» **Description of the task**: Rewrite each of the rows below with "photo" replaced by "image" and everything else unchanged. Leave the pictures out of your answer.
───── Data to use ─────
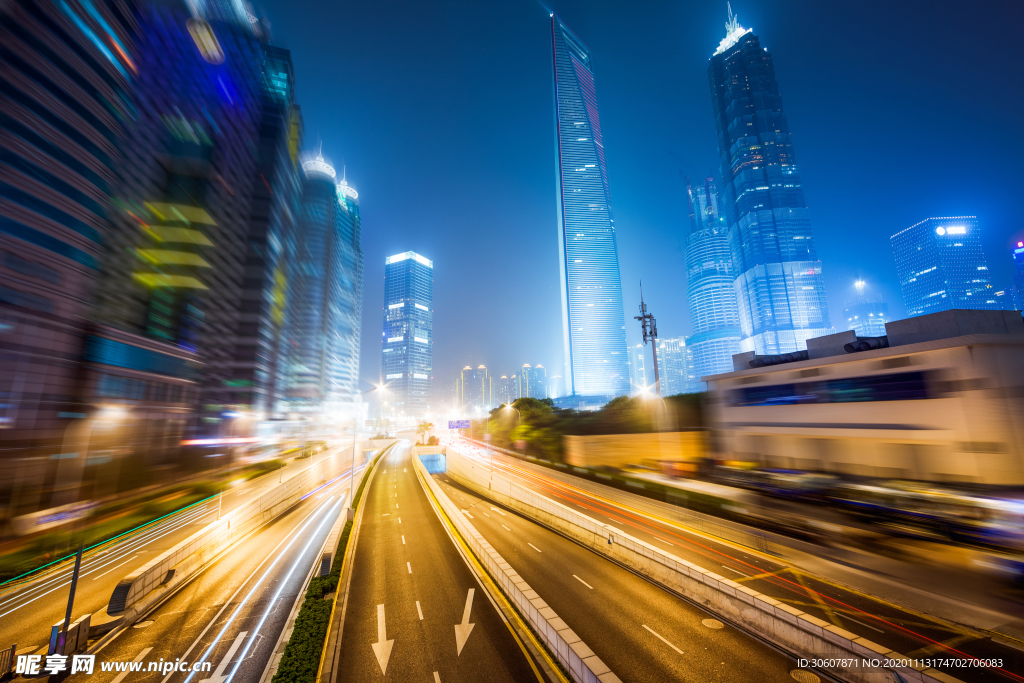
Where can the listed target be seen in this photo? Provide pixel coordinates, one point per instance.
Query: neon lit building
(941, 266)
(407, 363)
(778, 286)
(593, 326)
(710, 275)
─────
» **Task response**:
Where can the listed target be seen in this image? Provide pixel coordinates, one point per instance.
Query: neon lit building
(941, 266)
(407, 363)
(778, 286)
(593, 326)
(710, 275)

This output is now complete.